Manage Clusters

This topic describes how to manage Databricks clusters, including displaying, editing, starting, terminating, deleting, controlling access, and monitoring performance and logs.

Display clusters

To display the clusters in your workspace, click the clusters icon Clusters Menu Icon in the sidebar.

The Clusters page displays two lists: Interactive Clusters and Automated Clusters. Each list includes:

  • Cluster name
  • State
  • Number of nodes
  • Type of driver and worker nodes
  • Databricks Runtime version
  • Cluster creator or job owner

In addition to the common cluster information, the Interactive Clusters list shows the numbers of notebooks Attached Notebooks and libraries Attached Libraries attached to the cluster. Above the list is the number of pinned clusters.

../_images/interactive-clusters.png
../_images/automated-clusters.png

An icon to the left of an interactive cluster name indicates whether the cluster is pinned, whether the cluster offers a high concurrency cluster, and whether table access control is enabled:

  • Pinned Pinned
  • Starting Starting , Terminating Terminating
  • Standard cluster
    • Running Running
    • Terminated Terminated
  • High concurrency cluster
    • Running Serverless
    • Terminated Serverless Terminated
  • Access Denied
    • Running Locked
    • Terminated Locked Terminated
  • Table ACLs enabled
    • Running Table ACLs
    • Terminated Table ACLs Terminated

Links and buttons at the far right of an interactive cluster provide access to the Spark UI and logs and the terminate, restart, clone, permissions, and delete actions.

> [Supplied entries]
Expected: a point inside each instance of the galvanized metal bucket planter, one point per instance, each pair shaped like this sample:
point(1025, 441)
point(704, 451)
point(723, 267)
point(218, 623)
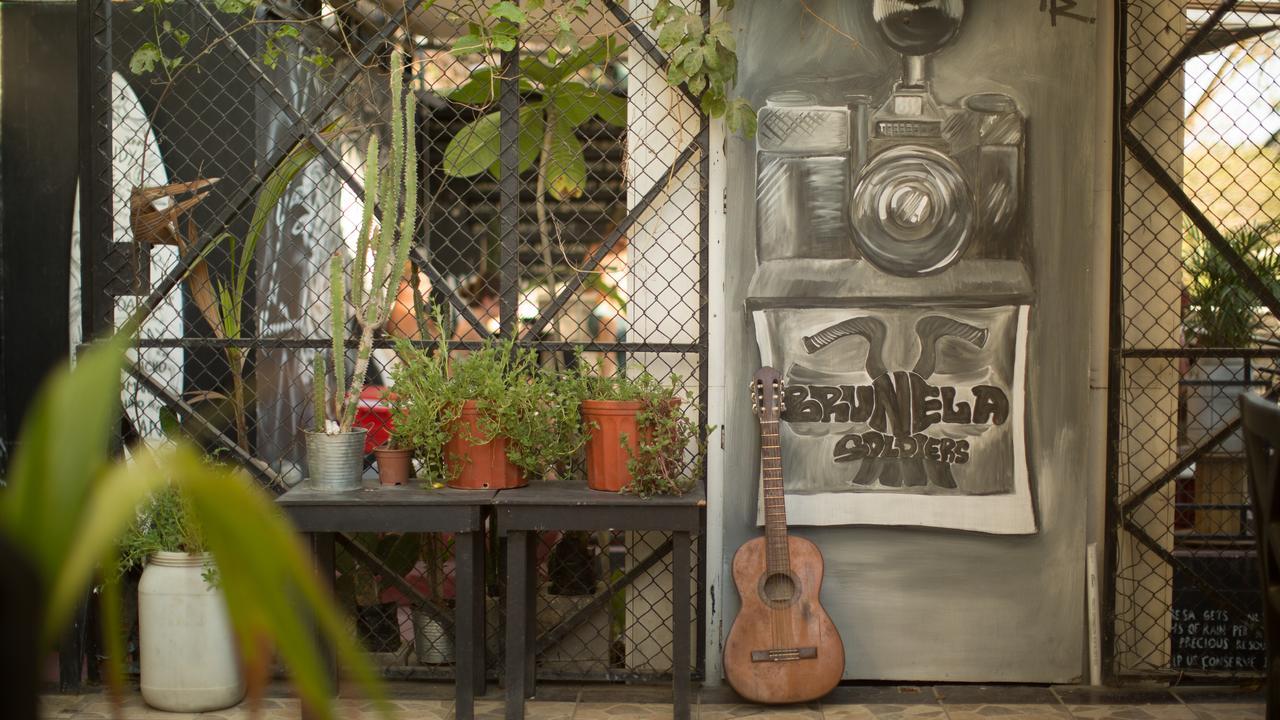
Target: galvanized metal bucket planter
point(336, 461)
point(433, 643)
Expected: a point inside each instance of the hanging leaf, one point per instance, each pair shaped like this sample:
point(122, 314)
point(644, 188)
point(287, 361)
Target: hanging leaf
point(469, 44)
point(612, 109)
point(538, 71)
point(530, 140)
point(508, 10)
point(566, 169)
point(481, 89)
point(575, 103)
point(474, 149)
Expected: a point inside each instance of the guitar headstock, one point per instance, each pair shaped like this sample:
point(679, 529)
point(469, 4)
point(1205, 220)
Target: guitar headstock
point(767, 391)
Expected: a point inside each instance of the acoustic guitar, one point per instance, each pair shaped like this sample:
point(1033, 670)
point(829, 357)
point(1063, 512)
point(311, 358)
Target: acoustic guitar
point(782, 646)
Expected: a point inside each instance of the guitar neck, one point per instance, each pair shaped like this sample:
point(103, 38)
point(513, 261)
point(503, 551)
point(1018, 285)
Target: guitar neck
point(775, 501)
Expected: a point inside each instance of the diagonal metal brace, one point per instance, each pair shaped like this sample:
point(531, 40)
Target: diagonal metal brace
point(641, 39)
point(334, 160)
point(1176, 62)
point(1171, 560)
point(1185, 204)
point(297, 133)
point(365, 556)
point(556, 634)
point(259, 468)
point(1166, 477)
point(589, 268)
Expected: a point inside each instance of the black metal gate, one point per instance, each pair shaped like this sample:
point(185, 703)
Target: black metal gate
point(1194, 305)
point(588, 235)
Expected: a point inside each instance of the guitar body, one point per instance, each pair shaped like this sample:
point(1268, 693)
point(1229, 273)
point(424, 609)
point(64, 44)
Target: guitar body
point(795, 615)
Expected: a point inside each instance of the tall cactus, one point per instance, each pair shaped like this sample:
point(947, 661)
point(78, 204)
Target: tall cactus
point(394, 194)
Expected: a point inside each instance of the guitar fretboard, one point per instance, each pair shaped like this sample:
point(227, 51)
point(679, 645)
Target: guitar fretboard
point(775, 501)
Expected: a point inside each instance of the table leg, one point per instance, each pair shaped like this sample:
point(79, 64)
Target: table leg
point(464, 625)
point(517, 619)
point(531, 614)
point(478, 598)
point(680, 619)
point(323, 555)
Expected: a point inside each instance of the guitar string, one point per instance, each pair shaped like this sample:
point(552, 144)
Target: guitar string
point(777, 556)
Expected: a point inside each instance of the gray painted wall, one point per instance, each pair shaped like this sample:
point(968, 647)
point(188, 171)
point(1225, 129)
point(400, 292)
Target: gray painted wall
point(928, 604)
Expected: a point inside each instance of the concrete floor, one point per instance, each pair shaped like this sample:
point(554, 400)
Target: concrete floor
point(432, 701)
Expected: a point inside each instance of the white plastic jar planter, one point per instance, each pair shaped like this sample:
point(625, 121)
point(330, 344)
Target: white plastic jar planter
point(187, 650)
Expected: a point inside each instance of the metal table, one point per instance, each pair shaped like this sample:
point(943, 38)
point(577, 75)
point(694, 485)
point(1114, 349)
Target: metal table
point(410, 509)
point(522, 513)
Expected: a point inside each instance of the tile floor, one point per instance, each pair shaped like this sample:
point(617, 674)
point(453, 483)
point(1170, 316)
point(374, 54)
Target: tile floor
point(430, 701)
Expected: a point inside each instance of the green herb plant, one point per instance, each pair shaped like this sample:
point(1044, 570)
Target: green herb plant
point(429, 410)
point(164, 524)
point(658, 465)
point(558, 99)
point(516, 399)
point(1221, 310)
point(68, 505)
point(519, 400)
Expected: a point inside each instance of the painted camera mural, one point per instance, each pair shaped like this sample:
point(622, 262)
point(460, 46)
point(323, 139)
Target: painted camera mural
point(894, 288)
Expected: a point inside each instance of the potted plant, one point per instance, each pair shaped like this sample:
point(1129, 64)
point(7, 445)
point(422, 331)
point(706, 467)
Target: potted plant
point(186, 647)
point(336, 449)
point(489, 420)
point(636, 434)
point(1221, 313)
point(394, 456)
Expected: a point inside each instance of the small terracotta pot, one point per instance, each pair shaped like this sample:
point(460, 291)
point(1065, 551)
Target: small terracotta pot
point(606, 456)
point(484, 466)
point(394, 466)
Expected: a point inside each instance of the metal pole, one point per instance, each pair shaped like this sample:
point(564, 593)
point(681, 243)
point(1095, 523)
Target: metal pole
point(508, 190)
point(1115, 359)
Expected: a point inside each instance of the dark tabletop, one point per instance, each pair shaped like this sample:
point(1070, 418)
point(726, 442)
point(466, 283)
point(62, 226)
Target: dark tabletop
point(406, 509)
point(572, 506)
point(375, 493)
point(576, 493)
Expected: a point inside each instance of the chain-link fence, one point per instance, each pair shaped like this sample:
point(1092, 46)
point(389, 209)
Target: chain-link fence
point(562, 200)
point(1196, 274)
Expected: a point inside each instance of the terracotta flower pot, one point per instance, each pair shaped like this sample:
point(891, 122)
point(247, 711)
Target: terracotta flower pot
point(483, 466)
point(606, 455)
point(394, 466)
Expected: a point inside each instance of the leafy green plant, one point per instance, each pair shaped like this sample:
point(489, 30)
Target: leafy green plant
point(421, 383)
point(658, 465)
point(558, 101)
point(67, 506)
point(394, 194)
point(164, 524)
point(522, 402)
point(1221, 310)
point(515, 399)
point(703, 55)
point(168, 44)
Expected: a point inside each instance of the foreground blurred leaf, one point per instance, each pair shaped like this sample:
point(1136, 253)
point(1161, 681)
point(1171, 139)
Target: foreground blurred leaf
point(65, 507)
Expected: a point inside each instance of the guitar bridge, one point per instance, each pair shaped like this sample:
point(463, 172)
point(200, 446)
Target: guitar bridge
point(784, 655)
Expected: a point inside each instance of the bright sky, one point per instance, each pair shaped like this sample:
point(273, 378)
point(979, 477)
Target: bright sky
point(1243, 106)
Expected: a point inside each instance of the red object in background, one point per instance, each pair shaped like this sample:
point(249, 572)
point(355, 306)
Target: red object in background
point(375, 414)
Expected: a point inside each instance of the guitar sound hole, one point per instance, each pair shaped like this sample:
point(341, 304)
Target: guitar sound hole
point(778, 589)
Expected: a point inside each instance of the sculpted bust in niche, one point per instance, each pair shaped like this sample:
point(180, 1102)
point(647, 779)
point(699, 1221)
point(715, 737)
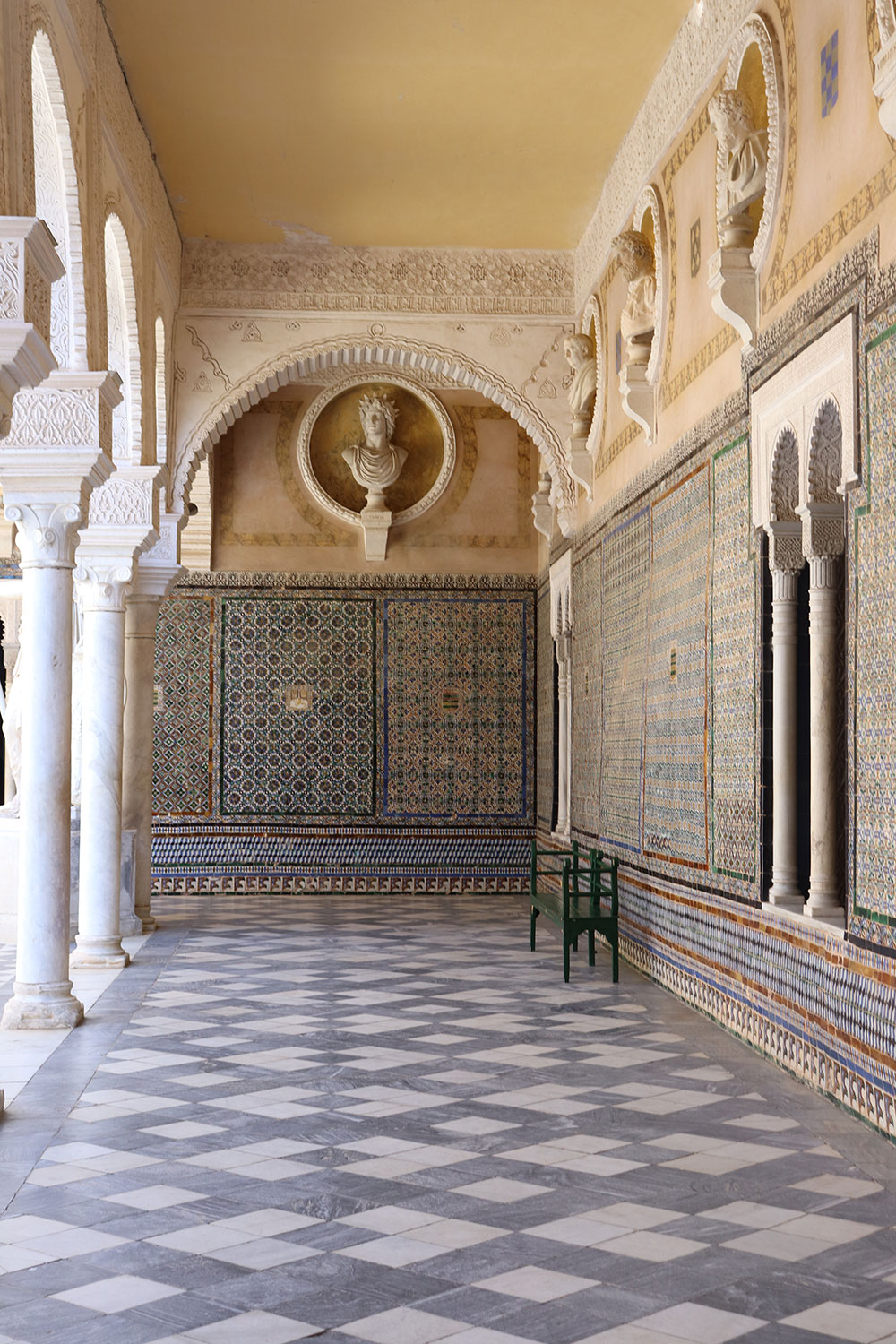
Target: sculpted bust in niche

--

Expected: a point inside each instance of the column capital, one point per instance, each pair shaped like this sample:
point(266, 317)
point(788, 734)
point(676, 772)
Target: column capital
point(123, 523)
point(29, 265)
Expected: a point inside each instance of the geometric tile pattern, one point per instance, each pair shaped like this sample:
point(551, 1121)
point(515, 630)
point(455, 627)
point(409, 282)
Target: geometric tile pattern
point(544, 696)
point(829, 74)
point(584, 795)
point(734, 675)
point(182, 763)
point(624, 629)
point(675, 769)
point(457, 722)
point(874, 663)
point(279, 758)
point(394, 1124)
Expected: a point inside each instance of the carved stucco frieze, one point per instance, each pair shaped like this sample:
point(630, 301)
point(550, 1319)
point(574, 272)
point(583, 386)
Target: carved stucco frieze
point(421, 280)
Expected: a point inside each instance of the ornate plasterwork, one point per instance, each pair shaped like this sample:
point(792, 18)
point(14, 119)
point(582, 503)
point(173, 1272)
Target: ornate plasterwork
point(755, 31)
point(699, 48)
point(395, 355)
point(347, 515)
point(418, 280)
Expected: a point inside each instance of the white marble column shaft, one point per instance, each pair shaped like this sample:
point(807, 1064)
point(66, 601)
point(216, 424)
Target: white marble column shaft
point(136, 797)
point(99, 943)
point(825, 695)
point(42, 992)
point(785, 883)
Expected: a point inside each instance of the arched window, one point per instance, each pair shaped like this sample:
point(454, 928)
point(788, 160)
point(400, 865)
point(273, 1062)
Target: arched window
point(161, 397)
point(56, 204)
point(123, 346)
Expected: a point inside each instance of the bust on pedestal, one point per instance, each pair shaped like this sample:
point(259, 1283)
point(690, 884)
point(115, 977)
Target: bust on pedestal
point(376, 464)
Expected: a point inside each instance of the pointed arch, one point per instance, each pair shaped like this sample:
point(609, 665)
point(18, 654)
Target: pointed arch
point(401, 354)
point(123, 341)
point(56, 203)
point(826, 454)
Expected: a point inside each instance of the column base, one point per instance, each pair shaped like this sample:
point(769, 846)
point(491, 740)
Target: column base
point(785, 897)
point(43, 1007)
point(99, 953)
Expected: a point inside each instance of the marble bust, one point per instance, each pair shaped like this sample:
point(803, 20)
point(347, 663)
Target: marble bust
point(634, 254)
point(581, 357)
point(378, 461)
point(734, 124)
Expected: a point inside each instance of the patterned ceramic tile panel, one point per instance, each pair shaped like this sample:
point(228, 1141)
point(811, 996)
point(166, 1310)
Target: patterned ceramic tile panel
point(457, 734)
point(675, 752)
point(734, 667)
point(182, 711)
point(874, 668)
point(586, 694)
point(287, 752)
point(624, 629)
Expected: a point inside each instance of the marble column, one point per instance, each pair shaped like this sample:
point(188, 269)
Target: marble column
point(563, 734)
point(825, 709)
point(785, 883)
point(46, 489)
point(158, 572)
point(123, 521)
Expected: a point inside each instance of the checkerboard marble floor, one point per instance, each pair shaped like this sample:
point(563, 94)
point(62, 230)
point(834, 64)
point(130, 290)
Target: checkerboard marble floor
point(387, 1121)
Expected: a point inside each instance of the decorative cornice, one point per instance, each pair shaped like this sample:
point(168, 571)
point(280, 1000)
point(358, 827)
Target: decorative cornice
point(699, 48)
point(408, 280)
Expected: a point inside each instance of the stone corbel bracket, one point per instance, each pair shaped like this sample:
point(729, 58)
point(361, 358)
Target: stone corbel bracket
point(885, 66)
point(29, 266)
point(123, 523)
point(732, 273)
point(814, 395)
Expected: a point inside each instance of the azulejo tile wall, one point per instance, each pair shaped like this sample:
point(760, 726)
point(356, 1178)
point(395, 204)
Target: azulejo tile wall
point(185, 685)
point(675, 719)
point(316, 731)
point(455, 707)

--

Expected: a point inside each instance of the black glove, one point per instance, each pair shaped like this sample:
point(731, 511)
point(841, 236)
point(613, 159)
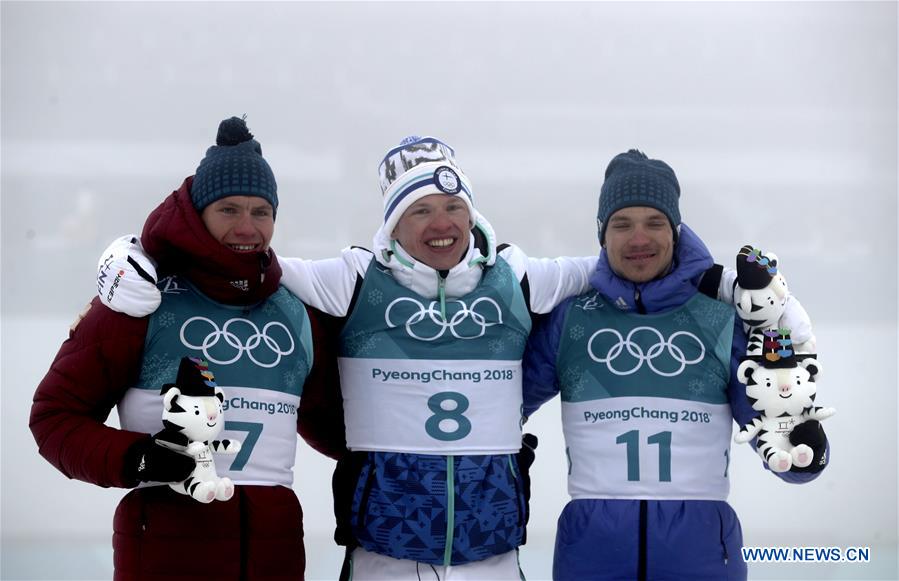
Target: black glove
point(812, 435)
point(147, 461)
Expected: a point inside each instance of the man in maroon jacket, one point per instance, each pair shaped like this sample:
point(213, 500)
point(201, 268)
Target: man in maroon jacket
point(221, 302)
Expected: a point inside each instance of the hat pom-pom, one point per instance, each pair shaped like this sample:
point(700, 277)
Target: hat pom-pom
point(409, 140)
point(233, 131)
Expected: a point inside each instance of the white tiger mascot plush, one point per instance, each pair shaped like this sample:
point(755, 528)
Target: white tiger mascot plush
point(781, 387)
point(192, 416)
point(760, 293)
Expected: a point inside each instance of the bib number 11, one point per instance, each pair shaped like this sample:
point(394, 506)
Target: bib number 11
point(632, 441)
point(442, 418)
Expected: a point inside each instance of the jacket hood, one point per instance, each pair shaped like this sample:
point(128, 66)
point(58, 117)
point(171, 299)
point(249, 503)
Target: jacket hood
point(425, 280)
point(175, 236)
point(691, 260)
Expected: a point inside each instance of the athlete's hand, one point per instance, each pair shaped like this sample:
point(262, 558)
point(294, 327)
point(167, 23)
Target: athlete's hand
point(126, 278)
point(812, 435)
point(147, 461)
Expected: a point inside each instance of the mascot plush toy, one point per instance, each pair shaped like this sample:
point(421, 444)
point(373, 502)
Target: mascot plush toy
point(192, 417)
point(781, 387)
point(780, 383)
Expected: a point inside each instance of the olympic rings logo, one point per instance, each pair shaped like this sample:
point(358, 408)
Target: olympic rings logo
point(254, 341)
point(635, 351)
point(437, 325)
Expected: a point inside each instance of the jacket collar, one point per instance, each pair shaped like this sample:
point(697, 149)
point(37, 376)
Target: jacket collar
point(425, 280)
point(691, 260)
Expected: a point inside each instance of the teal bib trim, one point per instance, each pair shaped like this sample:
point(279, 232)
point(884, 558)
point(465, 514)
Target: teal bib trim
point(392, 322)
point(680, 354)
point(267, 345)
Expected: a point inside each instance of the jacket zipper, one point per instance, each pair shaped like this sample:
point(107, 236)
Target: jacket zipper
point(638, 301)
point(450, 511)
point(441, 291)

> [Tasks to carry out]
1. Quote the Databricks cluster management text word for word, covering everything from "Manage Clusters" down to "performance and logs.".
2. Write the next part of the Databricks cluster management text, starting right after its final sentence.

> [Answers for the exercise]
1.
Manage Clusters

This topic describes how to manage Databricks clusters, including displaying, editing, starting, terminating, deleting, controlling access, and monitoring performance and logs.

2.
../_images/interactive-cluster-actions.png

Links and buttons at the far right of an automated cluster provide access to the Job Run page, Spark UI and logs, and the terminate, clone, and permissions actions.

../_images/job-cluster-actions.png

Filter cluster list

You can filter the cluster lists using the buttons and Filter field at the top right:

../_images/cluster-filters.png
  • To display only clusters that you created, click Created by me.
  • To display only clusters that are accessible to you (if cluster access control is enabled), click Accessible by me.
  • To filter by a string that appears in any field, type the string in the Filter text box.

Pin a cluster

To keep an interactive cluster configuration even after a cluster has been terminated for more than 30 days, an administrator can pin the cluster. Up to 20 clusters can be pinned.

You can pin a cluster from the:

  • Cluster list

    To pin or unpin a cluster, click the pin icon to the left of the cluster name.

    ../_images/pin-list.png
  • Cluster detail page

    To pin or unpin a cluster, click the pin icon to the right of the cluster name.

    ../_images/pin-detail.png

You can also invoke the Pin API endpoint to programmatically pin a cluster.

View a cluster configuration as a JSON file

Sometimes it can be helpful to view your cluster configuration as JSON. This is especially useful when you want to create similar clusters using the Clusters API. When you view an existing cluster, simply go to the Configuration tab, click JSON in the top right of the tab, copy the JSON, and paste it into your API call. JSON view is ready-only.

../_images/cluster-json-aws.png

Edit a cluster

You edit a cluster configuration from the cluster detail page.

../_images/cluster-edit.png

You can also invoke the Edit API endpoint to programmatically edit the cluster.

Note

  • Notebooks and jobs that were attached to the cluster remain attached after editing.
  • Libraries installed on the cluster remain installed after editing.
  • If you edit any attribute of a running cluster (except for the cluster size and permissions), you must restart it. This can disrupt users who are currently using the cluster.
  • You can edit only running or terminated clusters. You can, however, update permissions for clusters that are not in those states on the cluster details page.

For detailed information about cluster configuration properties you can edit, see Cluster Configurations.

Clone a cluster

You can create a new cluster by cloning an existing cluster.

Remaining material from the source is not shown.